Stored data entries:
*****

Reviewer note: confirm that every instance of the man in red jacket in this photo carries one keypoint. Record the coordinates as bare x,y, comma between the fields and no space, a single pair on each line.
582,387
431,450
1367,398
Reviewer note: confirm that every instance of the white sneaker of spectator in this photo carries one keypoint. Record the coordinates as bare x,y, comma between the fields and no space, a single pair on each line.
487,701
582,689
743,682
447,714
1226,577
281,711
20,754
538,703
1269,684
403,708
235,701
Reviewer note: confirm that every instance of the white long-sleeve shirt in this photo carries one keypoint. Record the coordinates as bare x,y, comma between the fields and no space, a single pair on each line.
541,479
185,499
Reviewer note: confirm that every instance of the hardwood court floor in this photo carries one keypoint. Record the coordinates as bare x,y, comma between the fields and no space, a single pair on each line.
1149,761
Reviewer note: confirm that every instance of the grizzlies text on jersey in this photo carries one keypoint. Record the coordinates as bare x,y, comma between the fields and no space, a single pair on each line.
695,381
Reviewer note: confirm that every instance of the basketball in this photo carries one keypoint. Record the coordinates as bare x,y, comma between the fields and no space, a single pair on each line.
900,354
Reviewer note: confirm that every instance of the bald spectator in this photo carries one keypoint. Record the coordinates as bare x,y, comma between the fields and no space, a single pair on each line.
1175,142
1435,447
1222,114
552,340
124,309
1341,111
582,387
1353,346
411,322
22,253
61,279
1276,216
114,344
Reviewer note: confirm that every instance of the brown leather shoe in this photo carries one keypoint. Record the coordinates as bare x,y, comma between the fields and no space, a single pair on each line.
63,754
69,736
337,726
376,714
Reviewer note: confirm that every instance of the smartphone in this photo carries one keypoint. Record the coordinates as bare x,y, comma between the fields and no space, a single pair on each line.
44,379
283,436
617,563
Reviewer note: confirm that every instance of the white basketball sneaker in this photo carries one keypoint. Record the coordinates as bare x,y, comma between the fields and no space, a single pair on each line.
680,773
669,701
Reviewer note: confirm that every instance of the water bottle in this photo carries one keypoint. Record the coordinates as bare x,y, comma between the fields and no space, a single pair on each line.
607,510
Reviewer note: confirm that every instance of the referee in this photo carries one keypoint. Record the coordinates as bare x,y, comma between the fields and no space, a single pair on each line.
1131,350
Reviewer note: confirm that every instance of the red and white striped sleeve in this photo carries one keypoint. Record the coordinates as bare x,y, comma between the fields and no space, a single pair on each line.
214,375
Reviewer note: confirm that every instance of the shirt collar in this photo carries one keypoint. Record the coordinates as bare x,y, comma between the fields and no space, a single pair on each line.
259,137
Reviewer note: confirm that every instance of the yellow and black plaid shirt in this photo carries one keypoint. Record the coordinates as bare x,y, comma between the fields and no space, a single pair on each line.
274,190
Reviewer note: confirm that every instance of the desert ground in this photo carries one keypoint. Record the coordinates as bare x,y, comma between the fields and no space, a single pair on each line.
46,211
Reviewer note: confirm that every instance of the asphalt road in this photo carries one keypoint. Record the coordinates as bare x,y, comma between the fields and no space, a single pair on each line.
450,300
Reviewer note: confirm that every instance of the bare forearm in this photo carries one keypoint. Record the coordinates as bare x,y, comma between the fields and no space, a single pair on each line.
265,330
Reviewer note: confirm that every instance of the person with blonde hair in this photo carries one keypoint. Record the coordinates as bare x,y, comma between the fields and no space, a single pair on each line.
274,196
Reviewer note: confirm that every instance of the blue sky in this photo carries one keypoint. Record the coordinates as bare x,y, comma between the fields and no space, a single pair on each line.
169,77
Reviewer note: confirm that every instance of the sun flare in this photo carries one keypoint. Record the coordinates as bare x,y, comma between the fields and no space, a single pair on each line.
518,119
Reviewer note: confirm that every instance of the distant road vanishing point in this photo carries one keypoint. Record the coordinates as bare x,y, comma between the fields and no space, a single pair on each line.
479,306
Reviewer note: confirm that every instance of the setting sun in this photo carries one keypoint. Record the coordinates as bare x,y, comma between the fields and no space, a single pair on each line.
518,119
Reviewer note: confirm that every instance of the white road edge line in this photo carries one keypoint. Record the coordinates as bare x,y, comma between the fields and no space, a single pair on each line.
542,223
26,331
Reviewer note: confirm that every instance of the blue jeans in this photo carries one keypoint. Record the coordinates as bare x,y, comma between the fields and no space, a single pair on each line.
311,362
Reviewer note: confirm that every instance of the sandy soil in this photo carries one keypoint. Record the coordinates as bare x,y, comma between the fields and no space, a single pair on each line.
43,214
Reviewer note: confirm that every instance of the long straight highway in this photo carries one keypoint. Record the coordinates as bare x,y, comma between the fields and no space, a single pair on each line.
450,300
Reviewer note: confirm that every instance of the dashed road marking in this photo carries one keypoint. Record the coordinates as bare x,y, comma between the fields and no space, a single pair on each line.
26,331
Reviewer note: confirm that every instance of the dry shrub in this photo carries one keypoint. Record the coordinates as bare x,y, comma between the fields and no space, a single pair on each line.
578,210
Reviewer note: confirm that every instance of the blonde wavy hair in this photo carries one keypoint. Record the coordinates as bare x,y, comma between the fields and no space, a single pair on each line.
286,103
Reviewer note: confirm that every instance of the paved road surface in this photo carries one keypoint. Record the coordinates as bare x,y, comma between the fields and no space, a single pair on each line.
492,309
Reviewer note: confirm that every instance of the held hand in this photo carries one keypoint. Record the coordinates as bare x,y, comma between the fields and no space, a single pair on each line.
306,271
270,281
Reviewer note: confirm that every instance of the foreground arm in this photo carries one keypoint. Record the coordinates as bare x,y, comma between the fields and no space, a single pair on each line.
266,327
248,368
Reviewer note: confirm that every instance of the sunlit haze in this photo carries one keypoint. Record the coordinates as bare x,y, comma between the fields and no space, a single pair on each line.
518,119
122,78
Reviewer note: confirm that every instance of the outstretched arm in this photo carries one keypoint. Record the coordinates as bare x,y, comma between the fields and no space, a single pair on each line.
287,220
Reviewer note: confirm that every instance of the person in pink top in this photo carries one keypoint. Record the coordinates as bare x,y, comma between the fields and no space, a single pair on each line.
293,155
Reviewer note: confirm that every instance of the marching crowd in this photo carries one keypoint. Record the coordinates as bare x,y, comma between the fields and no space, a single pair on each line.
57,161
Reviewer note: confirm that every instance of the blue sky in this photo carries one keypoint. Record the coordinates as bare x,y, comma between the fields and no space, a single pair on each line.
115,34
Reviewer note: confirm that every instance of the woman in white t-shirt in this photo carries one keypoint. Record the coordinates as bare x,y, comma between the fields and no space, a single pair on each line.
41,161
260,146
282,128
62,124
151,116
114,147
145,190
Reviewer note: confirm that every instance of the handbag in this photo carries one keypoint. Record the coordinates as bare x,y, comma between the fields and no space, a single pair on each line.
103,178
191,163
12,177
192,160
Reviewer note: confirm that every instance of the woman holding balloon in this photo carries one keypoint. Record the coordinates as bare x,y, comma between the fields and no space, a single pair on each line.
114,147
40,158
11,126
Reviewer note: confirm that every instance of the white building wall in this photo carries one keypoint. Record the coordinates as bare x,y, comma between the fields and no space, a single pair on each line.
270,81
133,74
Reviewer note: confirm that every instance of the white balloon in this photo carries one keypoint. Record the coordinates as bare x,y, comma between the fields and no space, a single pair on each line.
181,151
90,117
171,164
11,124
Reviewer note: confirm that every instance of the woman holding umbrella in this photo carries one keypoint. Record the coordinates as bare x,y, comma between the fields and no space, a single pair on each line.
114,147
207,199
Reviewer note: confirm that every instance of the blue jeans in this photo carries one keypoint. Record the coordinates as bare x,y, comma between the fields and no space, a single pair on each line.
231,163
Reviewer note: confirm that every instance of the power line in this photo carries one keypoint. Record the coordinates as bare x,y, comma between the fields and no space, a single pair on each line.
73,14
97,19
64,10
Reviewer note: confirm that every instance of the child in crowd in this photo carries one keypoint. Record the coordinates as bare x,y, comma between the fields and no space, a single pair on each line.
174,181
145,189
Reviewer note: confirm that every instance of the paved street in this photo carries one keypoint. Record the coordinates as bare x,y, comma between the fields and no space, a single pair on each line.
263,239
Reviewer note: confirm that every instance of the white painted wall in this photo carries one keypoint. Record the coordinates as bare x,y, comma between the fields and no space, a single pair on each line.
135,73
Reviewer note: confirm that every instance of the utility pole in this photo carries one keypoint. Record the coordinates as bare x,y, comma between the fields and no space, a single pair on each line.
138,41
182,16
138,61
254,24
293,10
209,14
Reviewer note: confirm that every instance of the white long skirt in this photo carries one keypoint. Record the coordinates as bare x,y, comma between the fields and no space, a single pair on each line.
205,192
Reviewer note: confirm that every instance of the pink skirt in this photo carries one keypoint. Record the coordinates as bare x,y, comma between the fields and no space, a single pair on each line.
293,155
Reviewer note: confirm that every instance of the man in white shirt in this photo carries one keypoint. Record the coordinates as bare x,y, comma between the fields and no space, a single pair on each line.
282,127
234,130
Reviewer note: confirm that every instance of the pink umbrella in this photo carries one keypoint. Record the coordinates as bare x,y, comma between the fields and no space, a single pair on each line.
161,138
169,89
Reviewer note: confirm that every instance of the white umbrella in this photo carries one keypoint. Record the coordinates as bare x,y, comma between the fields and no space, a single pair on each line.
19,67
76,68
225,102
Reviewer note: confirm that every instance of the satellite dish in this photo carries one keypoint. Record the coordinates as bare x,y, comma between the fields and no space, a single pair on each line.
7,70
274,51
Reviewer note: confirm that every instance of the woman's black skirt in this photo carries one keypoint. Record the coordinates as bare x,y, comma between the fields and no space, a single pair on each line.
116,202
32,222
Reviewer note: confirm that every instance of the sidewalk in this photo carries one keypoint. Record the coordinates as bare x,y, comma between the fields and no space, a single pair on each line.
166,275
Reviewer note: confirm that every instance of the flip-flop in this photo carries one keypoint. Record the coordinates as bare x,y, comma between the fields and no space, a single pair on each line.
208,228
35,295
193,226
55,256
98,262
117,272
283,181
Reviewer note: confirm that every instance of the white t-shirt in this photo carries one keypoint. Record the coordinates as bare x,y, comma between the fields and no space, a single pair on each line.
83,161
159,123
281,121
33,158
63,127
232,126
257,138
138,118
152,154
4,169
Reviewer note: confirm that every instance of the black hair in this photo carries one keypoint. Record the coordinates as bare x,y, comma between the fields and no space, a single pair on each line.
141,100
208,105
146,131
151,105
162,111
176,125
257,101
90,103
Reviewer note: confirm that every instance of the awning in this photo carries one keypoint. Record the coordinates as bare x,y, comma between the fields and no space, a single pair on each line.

*****

- _YOUR INSTRUCTIONS_:
Reproduce only the lines between the line containing "Reviewer note: confirm that every instance of the black" and the last line of the records, those two lines included, exactly.

- _SOLUTION TO THE PROBLEM_:
Reviewer note: confirm that every instance of the black hair in this photo carries one keypoint. Record the coordinates as bare x,y, comma between the fields and no space, a single pair on each line.
141,100
208,105
146,131
151,105
162,111
176,125
257,101
90,103
Reviewer note: confirm that every instance of the awning in this photo carries one keypoint. Record the coordinates as bare x,y, comma between the fields and no space, a single pair on each line.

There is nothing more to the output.